__Data for review__.
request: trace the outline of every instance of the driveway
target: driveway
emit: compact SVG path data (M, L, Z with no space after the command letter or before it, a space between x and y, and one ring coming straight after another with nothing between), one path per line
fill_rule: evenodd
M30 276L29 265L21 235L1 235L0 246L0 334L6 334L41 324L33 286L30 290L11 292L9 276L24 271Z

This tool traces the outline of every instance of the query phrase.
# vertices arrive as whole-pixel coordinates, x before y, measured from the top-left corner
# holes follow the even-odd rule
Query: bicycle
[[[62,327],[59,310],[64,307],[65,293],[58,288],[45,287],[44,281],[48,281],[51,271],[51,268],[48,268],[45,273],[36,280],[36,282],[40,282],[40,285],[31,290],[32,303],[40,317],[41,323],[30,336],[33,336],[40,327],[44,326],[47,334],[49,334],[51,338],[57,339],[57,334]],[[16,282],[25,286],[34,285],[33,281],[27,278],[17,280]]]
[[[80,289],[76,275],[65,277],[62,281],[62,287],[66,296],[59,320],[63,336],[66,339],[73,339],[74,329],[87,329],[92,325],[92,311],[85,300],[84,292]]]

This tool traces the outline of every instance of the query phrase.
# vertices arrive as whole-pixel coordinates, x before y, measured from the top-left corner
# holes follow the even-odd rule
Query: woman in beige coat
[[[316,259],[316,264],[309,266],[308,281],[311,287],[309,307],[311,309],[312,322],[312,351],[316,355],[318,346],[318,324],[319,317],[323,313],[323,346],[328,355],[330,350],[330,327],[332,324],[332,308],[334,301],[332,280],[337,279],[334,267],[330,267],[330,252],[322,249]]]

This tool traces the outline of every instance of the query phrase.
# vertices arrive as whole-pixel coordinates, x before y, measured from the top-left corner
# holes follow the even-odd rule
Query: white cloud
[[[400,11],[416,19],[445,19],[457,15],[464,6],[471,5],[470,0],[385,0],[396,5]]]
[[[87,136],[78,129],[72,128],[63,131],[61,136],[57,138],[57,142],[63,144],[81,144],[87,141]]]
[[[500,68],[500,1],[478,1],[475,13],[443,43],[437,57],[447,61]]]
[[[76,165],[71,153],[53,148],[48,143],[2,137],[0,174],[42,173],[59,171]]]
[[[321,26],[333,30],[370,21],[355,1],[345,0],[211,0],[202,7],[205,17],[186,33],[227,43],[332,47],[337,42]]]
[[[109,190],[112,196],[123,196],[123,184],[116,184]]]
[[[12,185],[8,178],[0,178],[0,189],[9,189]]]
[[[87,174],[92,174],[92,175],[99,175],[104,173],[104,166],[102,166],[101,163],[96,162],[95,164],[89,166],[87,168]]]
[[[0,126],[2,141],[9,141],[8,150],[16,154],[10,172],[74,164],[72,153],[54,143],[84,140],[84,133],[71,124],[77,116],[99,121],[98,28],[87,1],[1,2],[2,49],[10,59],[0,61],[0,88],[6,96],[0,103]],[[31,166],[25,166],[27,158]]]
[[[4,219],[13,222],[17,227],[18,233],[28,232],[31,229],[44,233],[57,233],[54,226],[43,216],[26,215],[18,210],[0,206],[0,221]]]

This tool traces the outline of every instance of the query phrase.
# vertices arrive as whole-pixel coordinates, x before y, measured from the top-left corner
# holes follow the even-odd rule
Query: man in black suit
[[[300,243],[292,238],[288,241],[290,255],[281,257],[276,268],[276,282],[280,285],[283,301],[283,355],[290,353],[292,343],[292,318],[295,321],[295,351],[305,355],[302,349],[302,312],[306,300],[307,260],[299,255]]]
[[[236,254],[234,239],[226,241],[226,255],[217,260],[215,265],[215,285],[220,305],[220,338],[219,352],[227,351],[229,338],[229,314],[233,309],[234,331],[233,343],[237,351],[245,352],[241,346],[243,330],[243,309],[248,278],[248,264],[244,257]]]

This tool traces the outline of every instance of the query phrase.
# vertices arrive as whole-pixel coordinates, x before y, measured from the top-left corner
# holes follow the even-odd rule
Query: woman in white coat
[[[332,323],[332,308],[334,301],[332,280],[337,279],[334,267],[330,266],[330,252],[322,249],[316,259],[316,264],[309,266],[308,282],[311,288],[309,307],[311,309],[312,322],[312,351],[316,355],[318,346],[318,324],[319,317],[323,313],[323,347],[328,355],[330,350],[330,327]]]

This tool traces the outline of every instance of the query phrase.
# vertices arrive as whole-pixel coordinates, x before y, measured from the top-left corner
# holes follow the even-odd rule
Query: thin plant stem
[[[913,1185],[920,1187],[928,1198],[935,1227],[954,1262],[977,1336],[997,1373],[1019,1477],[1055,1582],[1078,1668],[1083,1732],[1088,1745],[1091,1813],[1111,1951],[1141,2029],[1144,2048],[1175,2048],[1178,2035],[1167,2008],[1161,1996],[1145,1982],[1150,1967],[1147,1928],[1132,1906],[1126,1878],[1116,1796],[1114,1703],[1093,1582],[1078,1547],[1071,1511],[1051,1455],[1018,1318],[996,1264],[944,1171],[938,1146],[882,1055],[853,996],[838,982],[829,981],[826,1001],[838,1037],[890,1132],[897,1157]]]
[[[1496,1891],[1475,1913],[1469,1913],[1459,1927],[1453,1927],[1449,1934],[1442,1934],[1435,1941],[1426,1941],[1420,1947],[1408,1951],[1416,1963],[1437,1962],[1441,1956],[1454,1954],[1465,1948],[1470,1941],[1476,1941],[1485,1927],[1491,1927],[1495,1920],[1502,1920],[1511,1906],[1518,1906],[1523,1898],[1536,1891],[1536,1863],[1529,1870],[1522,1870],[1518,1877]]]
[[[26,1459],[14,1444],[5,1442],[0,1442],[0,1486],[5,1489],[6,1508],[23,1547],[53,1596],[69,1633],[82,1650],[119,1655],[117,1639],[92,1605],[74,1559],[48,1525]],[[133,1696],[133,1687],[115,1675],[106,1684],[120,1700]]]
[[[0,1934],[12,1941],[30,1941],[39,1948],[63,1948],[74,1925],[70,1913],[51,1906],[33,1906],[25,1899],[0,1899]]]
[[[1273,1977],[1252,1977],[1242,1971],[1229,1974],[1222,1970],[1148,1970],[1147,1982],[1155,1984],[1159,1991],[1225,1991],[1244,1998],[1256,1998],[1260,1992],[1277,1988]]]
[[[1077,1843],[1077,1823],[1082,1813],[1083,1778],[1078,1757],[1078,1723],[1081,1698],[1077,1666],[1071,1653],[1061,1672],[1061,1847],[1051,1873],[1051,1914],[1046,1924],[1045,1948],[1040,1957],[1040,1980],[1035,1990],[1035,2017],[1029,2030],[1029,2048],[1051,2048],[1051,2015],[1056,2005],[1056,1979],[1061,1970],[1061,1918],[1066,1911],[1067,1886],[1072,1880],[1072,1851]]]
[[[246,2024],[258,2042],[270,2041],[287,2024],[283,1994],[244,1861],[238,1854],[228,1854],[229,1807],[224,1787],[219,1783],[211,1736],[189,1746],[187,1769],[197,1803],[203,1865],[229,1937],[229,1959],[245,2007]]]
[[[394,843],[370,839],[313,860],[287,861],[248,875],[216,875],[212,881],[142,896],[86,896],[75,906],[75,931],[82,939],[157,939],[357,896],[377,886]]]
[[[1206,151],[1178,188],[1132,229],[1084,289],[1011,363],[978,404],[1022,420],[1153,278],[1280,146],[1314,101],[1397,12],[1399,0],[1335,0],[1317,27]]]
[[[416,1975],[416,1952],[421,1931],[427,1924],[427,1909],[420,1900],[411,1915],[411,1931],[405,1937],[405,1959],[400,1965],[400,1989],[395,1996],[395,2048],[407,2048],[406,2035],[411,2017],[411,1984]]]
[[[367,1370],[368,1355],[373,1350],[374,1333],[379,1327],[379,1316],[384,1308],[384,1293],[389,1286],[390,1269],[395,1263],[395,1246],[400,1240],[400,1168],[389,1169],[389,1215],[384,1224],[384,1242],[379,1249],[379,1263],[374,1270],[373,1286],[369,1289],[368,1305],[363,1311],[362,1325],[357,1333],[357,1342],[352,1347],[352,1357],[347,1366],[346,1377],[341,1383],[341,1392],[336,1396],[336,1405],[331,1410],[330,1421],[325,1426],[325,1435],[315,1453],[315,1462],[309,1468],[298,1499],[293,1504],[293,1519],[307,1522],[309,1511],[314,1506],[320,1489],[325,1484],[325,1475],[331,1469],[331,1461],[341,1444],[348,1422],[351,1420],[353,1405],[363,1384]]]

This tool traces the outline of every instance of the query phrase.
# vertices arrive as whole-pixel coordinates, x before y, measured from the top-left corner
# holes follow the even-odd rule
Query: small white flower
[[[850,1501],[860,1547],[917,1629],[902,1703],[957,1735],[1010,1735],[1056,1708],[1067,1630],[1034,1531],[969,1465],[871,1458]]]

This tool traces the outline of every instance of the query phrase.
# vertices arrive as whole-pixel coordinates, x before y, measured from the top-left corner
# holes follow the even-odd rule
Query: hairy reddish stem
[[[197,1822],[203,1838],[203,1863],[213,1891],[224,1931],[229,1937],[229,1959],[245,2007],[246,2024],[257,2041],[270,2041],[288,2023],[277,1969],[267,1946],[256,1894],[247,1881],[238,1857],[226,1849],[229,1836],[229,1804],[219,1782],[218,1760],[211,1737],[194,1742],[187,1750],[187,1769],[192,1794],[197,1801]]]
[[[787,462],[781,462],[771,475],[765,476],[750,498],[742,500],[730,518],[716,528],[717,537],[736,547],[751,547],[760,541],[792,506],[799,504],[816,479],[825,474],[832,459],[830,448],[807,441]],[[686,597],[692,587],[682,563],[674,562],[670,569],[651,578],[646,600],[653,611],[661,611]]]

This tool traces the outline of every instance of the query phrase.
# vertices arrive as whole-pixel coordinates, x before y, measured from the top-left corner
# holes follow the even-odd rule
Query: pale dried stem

__Directions for this task__.
Your task is to find every line above containing the word "driveway" and copy it.

__Written solution__.
request: trace the outline of every instance of the driveway
target: driveway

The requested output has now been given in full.